▸ **What this task involves**
Take the part of the material that opens with the line containing "Find the open" and closes with the line containing "[(551, 698), (519, 637)]", and write out those lines again with "marker" switched to "pin" and everything else left unchanged.

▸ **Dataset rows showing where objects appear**
###

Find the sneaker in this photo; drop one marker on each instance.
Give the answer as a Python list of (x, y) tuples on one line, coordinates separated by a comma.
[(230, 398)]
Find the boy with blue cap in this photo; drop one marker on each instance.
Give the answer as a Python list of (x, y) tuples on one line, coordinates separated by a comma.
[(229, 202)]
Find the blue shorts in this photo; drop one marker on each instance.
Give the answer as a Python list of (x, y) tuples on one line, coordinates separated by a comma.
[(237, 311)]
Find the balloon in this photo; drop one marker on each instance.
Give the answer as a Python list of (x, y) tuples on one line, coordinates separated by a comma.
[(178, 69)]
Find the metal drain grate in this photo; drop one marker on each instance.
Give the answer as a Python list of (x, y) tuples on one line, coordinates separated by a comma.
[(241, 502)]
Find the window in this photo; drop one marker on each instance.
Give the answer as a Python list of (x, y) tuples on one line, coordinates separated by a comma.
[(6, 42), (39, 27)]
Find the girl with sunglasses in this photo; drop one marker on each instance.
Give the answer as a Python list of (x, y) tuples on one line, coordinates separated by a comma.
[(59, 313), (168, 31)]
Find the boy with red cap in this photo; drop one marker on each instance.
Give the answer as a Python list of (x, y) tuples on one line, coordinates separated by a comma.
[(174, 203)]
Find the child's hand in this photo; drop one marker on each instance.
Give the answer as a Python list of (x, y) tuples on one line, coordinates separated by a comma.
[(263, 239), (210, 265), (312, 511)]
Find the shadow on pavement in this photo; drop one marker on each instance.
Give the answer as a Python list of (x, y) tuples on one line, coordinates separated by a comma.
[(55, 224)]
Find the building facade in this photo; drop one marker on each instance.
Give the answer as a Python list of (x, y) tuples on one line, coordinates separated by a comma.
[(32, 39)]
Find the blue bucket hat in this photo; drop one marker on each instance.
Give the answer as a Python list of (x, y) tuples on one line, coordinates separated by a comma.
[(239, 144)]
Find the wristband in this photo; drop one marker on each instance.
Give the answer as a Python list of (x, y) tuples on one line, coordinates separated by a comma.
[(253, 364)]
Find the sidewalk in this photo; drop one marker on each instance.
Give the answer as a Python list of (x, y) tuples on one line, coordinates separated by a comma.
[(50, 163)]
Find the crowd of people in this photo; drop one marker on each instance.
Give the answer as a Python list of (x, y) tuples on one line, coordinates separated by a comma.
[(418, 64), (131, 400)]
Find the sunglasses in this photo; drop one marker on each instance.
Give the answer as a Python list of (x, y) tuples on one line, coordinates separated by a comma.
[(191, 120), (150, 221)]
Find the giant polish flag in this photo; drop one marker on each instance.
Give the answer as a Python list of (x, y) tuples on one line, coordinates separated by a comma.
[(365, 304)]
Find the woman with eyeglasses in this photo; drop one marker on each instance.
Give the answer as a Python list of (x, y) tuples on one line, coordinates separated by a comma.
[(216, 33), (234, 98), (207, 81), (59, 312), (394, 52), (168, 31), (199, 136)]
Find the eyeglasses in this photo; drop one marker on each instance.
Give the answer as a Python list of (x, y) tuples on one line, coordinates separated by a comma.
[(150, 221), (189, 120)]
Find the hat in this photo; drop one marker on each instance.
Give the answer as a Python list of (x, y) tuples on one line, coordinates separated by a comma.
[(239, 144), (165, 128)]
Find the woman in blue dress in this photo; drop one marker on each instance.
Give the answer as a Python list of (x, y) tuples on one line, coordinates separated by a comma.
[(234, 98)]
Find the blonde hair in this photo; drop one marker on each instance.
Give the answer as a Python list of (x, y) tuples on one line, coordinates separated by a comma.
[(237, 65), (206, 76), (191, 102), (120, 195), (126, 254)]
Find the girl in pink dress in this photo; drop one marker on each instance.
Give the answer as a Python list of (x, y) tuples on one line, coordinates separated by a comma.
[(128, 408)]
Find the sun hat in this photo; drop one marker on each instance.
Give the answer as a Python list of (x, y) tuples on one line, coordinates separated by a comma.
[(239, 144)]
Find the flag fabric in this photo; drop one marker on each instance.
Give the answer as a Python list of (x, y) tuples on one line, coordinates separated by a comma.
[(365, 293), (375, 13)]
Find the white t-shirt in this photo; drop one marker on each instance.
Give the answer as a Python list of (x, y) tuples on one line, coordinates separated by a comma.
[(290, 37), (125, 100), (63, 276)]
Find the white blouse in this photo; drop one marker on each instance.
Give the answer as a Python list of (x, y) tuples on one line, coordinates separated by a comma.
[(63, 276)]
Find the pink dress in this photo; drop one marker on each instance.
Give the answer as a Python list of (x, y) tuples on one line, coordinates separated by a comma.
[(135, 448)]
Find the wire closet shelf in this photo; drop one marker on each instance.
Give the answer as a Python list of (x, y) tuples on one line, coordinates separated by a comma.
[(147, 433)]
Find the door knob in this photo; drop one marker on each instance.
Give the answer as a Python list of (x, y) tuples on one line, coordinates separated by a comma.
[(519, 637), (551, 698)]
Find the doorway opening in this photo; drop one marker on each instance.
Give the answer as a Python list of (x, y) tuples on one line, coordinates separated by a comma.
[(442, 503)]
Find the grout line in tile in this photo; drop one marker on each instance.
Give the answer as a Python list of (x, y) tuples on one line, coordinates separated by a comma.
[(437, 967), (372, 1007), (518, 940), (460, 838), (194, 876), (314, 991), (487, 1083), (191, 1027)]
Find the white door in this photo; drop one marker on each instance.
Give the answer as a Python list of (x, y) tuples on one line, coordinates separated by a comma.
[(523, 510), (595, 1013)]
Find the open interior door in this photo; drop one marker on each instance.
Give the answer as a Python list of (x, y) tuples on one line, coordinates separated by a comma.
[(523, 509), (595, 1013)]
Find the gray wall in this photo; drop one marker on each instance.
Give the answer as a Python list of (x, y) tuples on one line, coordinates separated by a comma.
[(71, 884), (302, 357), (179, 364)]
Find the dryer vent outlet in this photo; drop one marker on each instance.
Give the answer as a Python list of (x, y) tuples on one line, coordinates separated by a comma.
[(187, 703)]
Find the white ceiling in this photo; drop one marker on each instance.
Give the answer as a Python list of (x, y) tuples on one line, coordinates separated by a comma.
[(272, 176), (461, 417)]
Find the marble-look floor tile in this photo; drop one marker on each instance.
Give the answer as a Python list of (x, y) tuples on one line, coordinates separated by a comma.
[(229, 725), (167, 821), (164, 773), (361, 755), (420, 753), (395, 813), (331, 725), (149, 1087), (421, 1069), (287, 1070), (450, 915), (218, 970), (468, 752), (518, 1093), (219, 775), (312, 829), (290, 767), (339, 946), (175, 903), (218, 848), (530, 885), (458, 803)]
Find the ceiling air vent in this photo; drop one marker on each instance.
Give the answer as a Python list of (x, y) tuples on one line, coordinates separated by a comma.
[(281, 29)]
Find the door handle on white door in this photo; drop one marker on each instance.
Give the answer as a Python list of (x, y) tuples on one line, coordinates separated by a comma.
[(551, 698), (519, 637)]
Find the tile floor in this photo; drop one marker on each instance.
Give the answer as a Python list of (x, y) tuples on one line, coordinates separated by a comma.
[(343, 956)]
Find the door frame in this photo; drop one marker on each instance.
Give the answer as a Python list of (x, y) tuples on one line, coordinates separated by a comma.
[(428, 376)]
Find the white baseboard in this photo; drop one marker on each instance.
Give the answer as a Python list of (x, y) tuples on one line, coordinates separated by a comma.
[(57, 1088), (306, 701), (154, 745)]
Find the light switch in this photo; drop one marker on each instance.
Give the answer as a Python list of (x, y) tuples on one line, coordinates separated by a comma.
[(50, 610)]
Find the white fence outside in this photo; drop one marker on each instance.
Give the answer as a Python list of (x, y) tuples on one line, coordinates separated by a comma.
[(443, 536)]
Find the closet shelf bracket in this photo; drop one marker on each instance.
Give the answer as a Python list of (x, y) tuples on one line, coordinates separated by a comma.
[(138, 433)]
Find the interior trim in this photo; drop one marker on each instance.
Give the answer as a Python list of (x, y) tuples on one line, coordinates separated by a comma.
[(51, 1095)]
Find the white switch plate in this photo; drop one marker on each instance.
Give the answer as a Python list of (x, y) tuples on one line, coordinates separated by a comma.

###

▸ **Answer in full**
Find the open interior door in this photo; drop one pin on each instance.
Give the answer as a Python list of (x, y) tuples on one line, coordinates separated by a comma.
[(523, 509), (595, 1013)]
Find the gray wall in this photo; drop one pin on each instance.
Give the answer as a Python list of (x, y) tuples on one line, coordinates separated by a comma.
[(71, 884), (302, 357), (179, 364)]
Find the dryer vent outlet in this photo; drop one pin on each instance.
Give the answer as a Python list of (x, y) tuples on one line, coordinates separated by a comma.
[(187, 703)]
Find the white ceiling in this photo; drop one pin on each instance.
Give the answer as a Python list of (x, y) tuples on one line, coordinates separated by a comma.
[(272, 176), (461, 417)]
Find the marble-look floor tile in this photo; drop one pin on each instance.
Give the answer as a Python list of (x, y) tuples on one line, coordinates separated by a comma.
[(229, 725), (167, 821), (164, 773), (361, 755), (420, 753), (395, 813), (331, 725), (149, 1087), (421, 1069), (287, 1070), (450, 915), (218, 970), (468, 752), (518, 1093), (219, 775), (312, 829), (290, 767), (339, 946), (175, 903), (218, 848), (530, 885), (458, 803)]
Find the ceiling air vent in this photo; drop one pin on each instance.
Give the answer as a Python list of (x, y) tuples on one line, coordinates separated by a comma.
[(281, 29)]
Find the door handle on white door in this photo; drop one pin on each instance.
Give the answer as a Python list of (x, y) tuples on one line, coordinates separated by a comma.
[(551, 698), (519, 637)]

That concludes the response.